■ Task objective: Could you write the next part of the news article below on eco-friendly pet products, starting right after its final paragraph?

■ Source extract:
*****
Even Your Dog Is Getting Green
Posted February 25, 2008
When Bronna Bodenstein's "only child" Moe D. Beagle has a particularly hard day, she knows just how to pamper him: a few rounds of fetch, a belly rub and an evening unwinding to the relaxing scent of "Rose Petal Pooch," an aromatherapy candle made just for dogs, infused with essential oils and Peruvian balsam bark.
Bodenstein, 54, of Pikesville, Maryland, considers herself the quintessential customer for her store Earthdoggy.com, an online distributor of earth-friendly products for pets: a self-described "crunchy granola" who drives a hybrid car and buys eco-friendly laundry detergent and also loves her dog.
For Bodenstein, earth-conscious pet products are a natural extension of her green lifestyle. "I buy green because I care about the environment," she said "but I also love to do good things for my dog."
Fueled by increasing popularity of environmentally friendly products of all kinds, the sustainable pet product industry is expected to grow to nearly $1 billion in sales by 2009, according to Packaged Facts, a consumer research company in Rockville, Maryland Many pet stores are adding special eco-friendly sections to their aisles, and online sales are booming.
Now in its third year of operation, Earthdoggy.com is one of at least a dozen online retailers specializing in environmentally friendly pet products. The store carries everything from natural peanut butter-flavored dog cookies to eco-friendly plush squeaky toys. Their top seller is a $120 dog bed made from recycled materials and printed with low-impact dyes, and a $75 organic cotton quilt designed to protect car seats from pet hair is so popular it's out of stock.
Bodenstein says she sells environmentally- friendly accessories for all facets of a pet's life, from snout to tail - even biodegradable plastic baggies for picking up dog poop.
"A green product helps the planet no matter what it is," Bodenstein said. "If you're going to buy a collar or a dog bed anyway, why not pick an earth-friendly one?"
*****
■ Listed records:
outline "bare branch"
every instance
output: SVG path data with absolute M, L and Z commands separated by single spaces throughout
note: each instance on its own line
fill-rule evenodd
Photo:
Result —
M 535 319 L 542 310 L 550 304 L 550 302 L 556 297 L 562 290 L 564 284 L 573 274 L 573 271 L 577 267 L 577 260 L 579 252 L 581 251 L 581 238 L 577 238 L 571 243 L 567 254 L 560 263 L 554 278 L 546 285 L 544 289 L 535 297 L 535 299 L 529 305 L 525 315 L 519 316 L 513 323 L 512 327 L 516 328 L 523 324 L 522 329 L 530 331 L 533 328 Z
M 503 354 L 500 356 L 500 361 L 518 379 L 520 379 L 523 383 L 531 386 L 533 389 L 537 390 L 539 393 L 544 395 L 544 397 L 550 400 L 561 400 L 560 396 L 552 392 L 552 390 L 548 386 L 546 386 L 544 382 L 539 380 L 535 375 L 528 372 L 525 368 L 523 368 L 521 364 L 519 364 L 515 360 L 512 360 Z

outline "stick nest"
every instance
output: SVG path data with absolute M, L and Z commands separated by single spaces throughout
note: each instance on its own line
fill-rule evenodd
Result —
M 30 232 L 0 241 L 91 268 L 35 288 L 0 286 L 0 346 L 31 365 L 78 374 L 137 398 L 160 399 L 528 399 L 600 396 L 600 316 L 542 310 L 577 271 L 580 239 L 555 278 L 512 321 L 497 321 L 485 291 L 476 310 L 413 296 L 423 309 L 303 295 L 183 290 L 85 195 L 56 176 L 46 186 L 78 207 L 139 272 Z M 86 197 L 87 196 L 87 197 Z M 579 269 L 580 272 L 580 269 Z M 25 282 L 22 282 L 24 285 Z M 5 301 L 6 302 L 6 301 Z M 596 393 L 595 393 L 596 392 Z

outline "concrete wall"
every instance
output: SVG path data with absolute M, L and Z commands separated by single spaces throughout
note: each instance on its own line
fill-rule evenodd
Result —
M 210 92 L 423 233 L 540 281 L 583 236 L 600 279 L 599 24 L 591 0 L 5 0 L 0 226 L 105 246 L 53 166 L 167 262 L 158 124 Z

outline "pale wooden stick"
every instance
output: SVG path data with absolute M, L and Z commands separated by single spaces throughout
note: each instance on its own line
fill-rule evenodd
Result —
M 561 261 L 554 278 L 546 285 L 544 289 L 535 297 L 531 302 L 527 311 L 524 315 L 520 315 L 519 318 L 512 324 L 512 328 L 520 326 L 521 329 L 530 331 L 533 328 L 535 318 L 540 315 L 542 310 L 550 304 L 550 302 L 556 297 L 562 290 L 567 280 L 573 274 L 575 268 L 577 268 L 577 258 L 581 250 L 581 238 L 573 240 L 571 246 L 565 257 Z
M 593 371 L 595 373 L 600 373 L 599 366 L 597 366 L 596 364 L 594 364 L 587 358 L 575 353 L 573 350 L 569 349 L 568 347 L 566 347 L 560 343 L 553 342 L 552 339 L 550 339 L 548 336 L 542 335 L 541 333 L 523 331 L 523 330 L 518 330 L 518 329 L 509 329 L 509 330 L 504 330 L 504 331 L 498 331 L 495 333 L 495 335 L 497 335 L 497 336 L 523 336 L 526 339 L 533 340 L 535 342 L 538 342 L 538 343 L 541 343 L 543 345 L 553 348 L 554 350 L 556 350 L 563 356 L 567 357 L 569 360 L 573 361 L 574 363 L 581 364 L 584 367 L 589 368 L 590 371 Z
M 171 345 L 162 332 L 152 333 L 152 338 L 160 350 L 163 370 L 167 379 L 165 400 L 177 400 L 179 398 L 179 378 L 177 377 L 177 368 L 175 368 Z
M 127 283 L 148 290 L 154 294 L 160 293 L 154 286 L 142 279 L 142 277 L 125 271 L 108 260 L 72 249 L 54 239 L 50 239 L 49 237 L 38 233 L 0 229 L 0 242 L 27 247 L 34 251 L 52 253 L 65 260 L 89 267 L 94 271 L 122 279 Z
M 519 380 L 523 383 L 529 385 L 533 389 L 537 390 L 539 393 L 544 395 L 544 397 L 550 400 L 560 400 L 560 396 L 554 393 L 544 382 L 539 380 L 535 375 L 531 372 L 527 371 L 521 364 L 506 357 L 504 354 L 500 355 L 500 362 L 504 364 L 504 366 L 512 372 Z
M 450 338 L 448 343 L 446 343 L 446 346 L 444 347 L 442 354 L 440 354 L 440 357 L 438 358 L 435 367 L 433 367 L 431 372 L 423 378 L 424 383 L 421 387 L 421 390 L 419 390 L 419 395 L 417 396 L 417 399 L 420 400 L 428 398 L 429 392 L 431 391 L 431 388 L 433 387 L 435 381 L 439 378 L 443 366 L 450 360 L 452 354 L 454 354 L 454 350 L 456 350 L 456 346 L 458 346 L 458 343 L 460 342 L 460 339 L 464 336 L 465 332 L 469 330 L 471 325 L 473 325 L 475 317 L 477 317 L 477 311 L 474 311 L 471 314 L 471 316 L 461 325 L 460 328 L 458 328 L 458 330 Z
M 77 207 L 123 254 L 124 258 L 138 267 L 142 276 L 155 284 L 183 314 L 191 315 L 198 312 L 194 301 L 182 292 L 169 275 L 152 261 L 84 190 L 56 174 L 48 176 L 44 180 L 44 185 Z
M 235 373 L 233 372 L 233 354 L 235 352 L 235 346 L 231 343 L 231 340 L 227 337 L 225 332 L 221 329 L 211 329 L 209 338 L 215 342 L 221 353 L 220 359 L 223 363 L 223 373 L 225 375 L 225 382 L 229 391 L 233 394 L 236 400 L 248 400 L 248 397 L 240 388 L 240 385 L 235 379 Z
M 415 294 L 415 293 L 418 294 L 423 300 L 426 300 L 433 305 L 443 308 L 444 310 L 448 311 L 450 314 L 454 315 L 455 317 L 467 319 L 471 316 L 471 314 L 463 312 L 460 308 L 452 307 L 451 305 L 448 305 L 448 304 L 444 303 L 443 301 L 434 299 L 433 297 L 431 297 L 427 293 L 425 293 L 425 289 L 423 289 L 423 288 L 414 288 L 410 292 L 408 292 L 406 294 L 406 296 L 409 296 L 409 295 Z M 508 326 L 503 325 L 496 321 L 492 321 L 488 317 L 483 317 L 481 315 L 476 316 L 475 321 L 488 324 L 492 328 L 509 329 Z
*****
■ The answer:
But the industry isn't all lavender and mint dog shampoo and stylish leashes made of hemp. In addition to environmental benefits, green pet accessories tend to be much safer for dogs and cats, said Donn Griffith, president of the American Holistic Veterinary Medical Association. The pet industry has little or no regulation, he said, so that cheap rubber bone you bought for Fido might be coated with poisonous chemicals or tainted with lead.
At his practice in Columbus, Ohio, Griffith sees increasing numbers of dogs and cats with liver and pancreatic problems, complications that can come from ingesting toxins in chew toys and treats.
"Conventional rawhides and pig ears are treated with chemical solutions that give off a slow dose of poison," he said. "Pet owners need to be informed about what they are giving their animals."
Last spring's massive pet food recall after tainted food from China was linked to dog and cat deaths was "a wake-up call" for Stacey Toibin, 38, whose household in Chicago includes three cats and a dog. Toibin already bought natural food for her pets, but suddenly her laundry basket of plastic chew toys for Thunder, her Boxer, seemed suspect.
"I was horrified," she said. "The message is even if you think you're buying a high-end brand of food or a fancy toy, unless it says 'natural' you really can't trust it."
Toibin now buys exclusively natural and eco-friendly products for her animals, many from her new online business, Ecopetlife.com. Although the green pet accessories sold there cost "easily double" what their conventional counterparts would, she thinks the extra cost is worth it. "Our pets depend on us to make the right choices for them," Toibin said.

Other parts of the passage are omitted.